SMOKEY POINT — Commuters, long-haul truck drivers, families on vacation.
Theresa Jones and Paul Taylor have seen all kinds of travelers in their years working at the Smokey Point rest stop.
Jones, Taylor and other members of the Sisco Heights Community Club volunteer their time staffing the rest area near milepost 208 off southbound I-5. They provide coffee and lemonade, cookies and donuts, directions, and sometimes just human interaction for lonely travelers.
The state Department of Transportation allows community groups to reserve buildings at rest stops to provide snacks and coffee for travelers. The Sisco Heights Community Club works at the rest stop for a few days at a time, five or six times a year. This stint, they are working the rest stop from Labor Day through Friday afternoon.
Jones, 75, who lives in Smokey Point, usually ends up with shifts no one else wants, often working 12 hours at a time. She doesn’t mind.

++++++++

_Problem 1_
Decide whether each statement agrees with the rest stop article, answering yes or no and quoting the deciding words: (a) The Sisco Heights Community Club works at the rest stop five or six times a year. (b) The rest area lies off northbound I-5. (c) Jones often works 12 hours at a time.
These entries have no connection to the rest stop article.

Data entries
++++++++

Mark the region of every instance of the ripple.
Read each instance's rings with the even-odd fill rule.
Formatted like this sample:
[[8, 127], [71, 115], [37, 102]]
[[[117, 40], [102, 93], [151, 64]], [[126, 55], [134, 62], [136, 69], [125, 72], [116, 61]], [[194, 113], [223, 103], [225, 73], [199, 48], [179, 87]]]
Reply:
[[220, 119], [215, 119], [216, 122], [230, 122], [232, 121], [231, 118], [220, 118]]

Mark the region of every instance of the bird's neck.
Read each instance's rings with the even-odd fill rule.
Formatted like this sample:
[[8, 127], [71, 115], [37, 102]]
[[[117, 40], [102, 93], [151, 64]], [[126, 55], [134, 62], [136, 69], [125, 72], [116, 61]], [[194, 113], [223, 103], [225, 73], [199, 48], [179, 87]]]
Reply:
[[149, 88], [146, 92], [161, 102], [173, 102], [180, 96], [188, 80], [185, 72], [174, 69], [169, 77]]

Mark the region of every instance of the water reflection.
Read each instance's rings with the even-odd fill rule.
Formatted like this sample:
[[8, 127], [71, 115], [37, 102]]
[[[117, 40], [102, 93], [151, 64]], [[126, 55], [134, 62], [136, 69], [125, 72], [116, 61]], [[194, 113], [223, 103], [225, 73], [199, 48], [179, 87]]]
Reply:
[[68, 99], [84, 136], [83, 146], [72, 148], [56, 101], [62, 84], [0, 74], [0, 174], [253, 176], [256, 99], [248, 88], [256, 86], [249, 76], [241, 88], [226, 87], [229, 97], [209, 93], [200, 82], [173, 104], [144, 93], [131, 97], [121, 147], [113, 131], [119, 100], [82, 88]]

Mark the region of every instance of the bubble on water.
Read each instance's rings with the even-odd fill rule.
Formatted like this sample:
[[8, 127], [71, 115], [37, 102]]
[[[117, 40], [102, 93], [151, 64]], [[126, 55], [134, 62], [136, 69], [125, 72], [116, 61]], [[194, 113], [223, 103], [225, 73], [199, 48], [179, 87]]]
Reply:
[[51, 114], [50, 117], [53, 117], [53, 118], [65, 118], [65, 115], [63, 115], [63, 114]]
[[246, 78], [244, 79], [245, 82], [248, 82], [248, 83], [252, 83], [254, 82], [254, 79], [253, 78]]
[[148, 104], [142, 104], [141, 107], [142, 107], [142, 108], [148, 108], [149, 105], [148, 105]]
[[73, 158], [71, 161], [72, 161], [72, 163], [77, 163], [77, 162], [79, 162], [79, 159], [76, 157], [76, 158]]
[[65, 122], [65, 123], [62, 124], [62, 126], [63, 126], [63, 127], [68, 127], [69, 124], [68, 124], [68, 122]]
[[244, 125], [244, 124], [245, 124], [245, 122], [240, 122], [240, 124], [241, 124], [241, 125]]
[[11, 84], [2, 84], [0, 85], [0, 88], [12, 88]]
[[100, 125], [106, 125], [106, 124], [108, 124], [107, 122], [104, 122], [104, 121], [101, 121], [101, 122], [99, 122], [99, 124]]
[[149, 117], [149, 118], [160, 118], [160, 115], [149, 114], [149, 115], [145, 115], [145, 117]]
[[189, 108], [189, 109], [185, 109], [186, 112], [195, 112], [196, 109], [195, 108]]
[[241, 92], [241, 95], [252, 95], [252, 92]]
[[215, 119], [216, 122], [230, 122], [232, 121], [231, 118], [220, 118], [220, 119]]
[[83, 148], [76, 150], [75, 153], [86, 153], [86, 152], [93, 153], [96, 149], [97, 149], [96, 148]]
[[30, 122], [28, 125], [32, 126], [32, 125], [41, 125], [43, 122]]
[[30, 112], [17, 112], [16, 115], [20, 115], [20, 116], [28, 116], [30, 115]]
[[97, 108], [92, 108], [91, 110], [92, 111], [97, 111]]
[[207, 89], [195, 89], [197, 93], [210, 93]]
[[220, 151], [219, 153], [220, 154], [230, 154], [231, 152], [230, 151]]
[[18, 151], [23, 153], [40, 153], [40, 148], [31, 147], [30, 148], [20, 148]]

++++++++

_Problem 2_
Convert the entries, starting at their first line and ending at the line that contains "118], [220, 118]]", into a JSON list of strings with one string per line, leaving out blank lines.

_Exercise result 1_
(a) Yes: "five or six times a year."
(b) No: "near milepost 208 off southbound I-5."
(c) Yes: "often working 12 hours at a time."

_Exercise result 2_
[
  "Mark the region of every instance of the ripple.",
  "Read each instance's rings with the even-odd fill rule.",
  "Formatted like this sample:",
  "[[8, 127], [71, 115], [37, 102]]",
  "[[[117, 40], [102, 93], [151, 64]], [[126, 55], [134, 62], [136, 69], [125, 72], [116, 61]], [[194, 113], [223, 103], [225, 73], [199, 48], [179, 87]]]",
  "Reply:",
  "[[220, 119], [215, 119], [216, 122], [230, 122], [232, 121], [231, 118], [220, 118]]"
]